Passage
Oppenheim Architecture and Studio Arthur Casas' aim for the Emiliano Hotel was to create a "calm oasis of luxury within the vibrant energy" of the surrounding Copacabana neighbourhood and the lively promenade it fronts, which is home to copious restaurants, bars and nightclubs.
To make the most of beach views, while still maintaining the guests' privacy, the team covered the front of the building with white shutters that are punctured with lozenge-shaped holes.
When opened up entirely, the hinged screens reveal the balconies and large windows of the suites behind, while closing the panels creates a homogenous front that provides shade from the strong Brazilian sun.
"Trying to create a neutral presence on the architecturally cacophonous boulevard, the facade is covered in operable screens that protect from the tropical sun, allowing for custom modulation of space, climate, and privacy," said Oppenheim Architecture.
The hotel's crowning feature is the slender pool with a glazed side, which runs along the top of the building and allows swimmers to look out at the view from underwater. A restaurant behind the pool opens out onto a deck, furnished by sunbathing beds and large umbrellas.
"A rooftop pool with glass edge provides the sensation of floating in the sky above one of the most beautiful places on earth," Oppenheim continued.
The Emiliano Hotel is located along Avenue Atlântica, a major road where an 11-storey apartment building by Zaha Hadid Architects is also under construction, and faces south-east towards the beach.

To be done
Copy the part of the hotel passage that begins at the words "To make the" and stops after the words "strong Brazilian sun.". The records have nothing to do with this.

(Raw records)
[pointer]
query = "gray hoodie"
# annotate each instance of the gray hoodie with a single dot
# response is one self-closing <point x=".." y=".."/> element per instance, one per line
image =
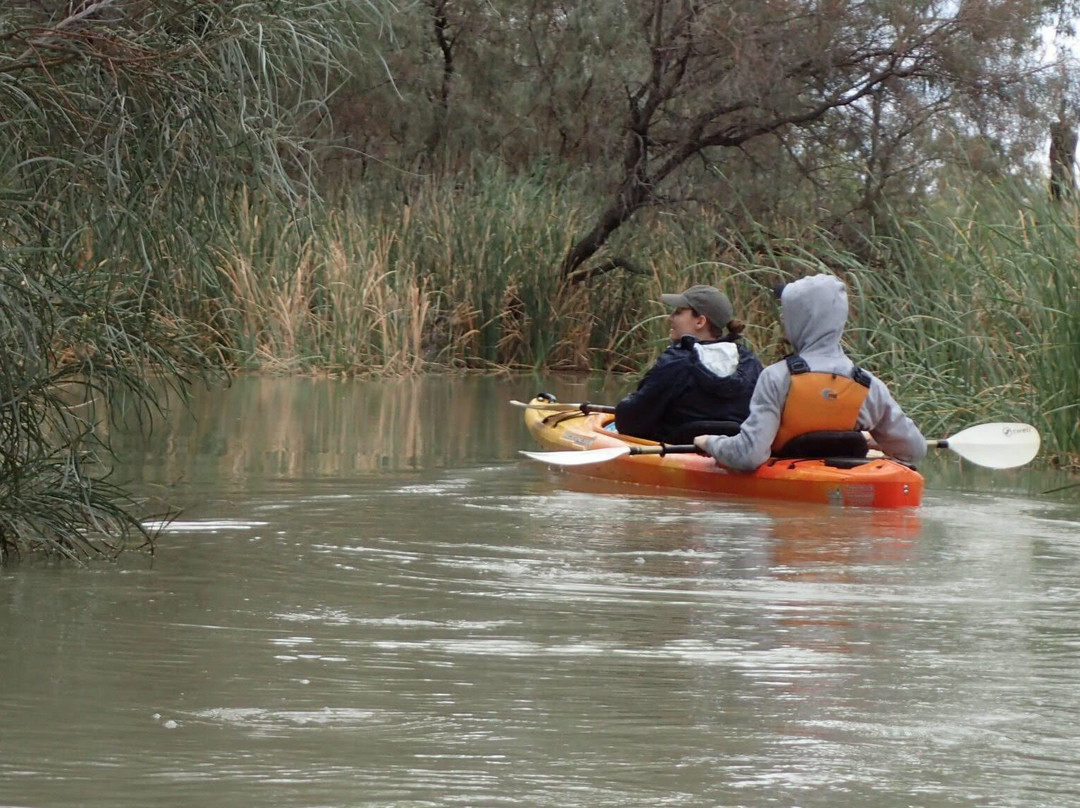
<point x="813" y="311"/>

...

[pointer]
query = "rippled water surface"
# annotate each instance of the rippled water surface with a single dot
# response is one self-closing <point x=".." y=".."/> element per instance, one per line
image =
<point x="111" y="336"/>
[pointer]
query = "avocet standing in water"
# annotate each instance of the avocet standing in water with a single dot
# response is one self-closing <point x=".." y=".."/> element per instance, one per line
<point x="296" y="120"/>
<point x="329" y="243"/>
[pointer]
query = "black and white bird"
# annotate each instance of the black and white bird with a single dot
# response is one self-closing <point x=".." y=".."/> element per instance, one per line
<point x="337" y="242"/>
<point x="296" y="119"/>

---

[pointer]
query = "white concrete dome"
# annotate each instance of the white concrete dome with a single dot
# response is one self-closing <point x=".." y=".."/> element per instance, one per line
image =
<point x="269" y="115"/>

Result below
To make the most of beach views, while still maintaining the guests' privacy, the team covered the front of the building with white shutters that are punctured with lozenge-shaped holes.
When opened up entirely, the hinged screens reveal the balconies and large windows of the suites behind, while closing the panels creates a homogenous front that provides shade from the strong Brazilian sun.